* _DIRECTION_
Reproduce the records from the line containing "Task: annotate the rainbow" through the end of the records, switching "rainbow flag" to "pride flag" and leaving everything else unchanged.

* _MATERIAL PROVIDED_
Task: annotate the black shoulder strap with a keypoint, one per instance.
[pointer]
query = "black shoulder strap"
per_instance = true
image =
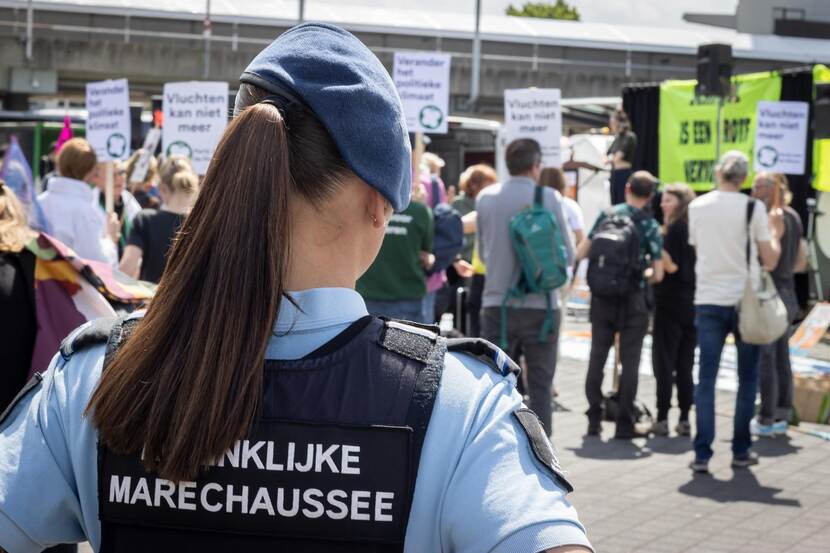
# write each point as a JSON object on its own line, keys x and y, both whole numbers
{"x": 97, "y": 332}
{"x": 750, "y": 209}
{"x": 486, "y": 352}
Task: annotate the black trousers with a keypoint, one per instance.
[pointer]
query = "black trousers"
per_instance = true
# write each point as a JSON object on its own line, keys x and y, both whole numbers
{"x": 619, "y": 178}
{"x": 628, "y": 317}
{"x": 672, "y": 356}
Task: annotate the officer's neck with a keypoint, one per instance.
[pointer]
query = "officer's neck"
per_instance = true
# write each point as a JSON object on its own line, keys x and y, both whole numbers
{"x": 324, "y": 252}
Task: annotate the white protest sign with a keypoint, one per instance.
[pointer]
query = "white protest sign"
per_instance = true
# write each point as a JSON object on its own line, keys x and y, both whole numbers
{"x": 536, "y": 113}
{"x": 423, "y": 83}
{"x": 108, "y": 119}
{"x": 195, "y": 116}
{"x": 781, "y": 137}
{"x": 148, "y": 149}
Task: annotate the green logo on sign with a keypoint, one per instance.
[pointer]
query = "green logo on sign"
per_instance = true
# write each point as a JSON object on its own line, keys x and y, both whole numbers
{"x": 431, "y": 117}
{"x": 767, "y": 156}
{"x": 116, "y": 145}
{"x": 179, "y": 148}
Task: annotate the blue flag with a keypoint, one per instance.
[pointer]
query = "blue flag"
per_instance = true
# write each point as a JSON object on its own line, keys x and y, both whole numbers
{"x": 17, "y": 173}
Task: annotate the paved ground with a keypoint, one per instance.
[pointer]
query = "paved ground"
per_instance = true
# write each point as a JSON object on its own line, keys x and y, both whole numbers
{"x": 640, "y": 496}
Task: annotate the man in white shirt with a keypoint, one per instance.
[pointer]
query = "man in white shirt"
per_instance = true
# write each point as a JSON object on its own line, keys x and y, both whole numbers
{"x": 68, "y": 206}
{"x": 718, "y": 229}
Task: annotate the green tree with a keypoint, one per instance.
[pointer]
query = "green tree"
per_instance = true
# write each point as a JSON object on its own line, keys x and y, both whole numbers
{"x": 548, "y": 10}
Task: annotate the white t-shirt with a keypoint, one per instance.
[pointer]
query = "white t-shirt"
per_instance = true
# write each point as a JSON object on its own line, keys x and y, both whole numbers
{"x": 717, "y": 228}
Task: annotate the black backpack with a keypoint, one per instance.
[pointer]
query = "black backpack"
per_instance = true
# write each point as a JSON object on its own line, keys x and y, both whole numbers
{"x": 614, "y": 267}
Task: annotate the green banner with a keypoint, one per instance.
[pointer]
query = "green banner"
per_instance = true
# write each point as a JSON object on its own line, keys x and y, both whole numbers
{"x": 688, "y": 127}
{"x": 821, "y": 148}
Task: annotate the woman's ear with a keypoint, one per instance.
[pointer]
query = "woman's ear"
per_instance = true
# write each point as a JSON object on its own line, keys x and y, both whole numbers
{"x": 378, "y": 209}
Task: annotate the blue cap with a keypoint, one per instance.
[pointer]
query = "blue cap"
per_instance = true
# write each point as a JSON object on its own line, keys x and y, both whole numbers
{"x": 349, "y": 90}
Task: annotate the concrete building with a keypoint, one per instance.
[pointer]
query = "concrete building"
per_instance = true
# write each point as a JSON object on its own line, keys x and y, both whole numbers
{"x": 50, "y": 49}
{"x": 794, "y": 18}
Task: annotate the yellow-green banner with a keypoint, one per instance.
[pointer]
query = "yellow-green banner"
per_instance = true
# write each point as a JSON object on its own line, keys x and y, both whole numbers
{"x": 821, "y": 148}
{"x": 688, "y": 127}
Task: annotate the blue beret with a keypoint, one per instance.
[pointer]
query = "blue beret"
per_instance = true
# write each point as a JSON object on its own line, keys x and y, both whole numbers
{"x": 351, "y": 93}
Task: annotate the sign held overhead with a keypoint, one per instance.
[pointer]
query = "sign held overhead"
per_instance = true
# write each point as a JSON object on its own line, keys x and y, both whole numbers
{"x": 781, "y": 137}
{"x": 536, "y": 113}
{"x": 423, "y": 83}
{"x": 108, "y": 119}
{"x": 195, "y": 116}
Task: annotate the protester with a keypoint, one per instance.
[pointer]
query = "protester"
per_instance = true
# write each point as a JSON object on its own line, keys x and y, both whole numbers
{"x": 775, "y": 371}
{"x": 496, "y": 205}
{"x": 618, "y": 277}
{"x": 674, "y": 336}
{"x": 620, "y": 154}
{"x": 125, "y": 206}
{"x": 256, "y": 354}
{"x": 721, "y": 235}
{"x": 18, "y": 324}
{"x": 70, "y": 210}
{"x": 555, "y": 178}
{"x": 153, "y": 230}
{"x": 146, "y": 192}
{"x": 472, "y": 181}
{"x": 394, "y": 286}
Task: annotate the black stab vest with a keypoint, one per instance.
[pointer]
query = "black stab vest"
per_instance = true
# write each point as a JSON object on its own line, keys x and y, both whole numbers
{"x": 330, "y": 464}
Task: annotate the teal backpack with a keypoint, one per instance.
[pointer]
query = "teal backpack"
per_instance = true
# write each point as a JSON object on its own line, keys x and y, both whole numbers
{"x": 542, "y": 256}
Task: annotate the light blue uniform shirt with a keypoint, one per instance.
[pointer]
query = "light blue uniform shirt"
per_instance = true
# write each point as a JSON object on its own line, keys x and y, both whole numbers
{"x": 479, "y": 488}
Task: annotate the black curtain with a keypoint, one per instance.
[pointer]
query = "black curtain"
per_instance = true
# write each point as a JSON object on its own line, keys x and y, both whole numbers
{"x": 798, "y": 87}
{"x": 642, "y": 104}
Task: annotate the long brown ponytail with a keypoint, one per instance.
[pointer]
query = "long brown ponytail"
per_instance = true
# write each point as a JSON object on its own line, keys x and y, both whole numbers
{"x": 188, "y": 381}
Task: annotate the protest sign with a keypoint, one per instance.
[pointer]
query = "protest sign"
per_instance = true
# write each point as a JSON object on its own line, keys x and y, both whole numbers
{"x": 536, "y": 113}
{"x": 151, "y": 141}
{"x": 195, "y": 116}
{"x": 688, "y": 127}
{"x": 423, "y": 83}
{"x": 108, "y": 119}
{"x": 781, "y": 137}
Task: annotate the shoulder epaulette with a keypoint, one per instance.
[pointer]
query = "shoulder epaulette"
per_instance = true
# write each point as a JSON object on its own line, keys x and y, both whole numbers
{"x": 488, "y": 353}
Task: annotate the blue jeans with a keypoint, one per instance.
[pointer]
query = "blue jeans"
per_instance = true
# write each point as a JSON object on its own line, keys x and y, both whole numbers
{"x": 714, "y": 323}
{"x": 407, "y": 310}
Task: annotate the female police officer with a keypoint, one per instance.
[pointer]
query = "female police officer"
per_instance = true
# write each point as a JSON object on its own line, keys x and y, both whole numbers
{"x": 256, "y": 406}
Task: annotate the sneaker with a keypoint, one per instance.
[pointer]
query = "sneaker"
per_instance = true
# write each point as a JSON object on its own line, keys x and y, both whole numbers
{"x": 756, "y": 428}
{"x": 779, "y": 428}
{"x": 699, "y": 467}
{"x": 747, "y": 461}
{"x": 683, "y": 428}
{"x": 660, "y": 428}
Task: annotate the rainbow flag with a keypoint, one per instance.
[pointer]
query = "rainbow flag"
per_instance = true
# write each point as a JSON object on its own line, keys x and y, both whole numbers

* _TASK RESULT_
Task: annotate the pride flag with a keypoint, one per instance.
[pointer]
query = "pride flag"
per_instance = true
# write each point as a JSON object on its own line, keys x and y, both whole numbers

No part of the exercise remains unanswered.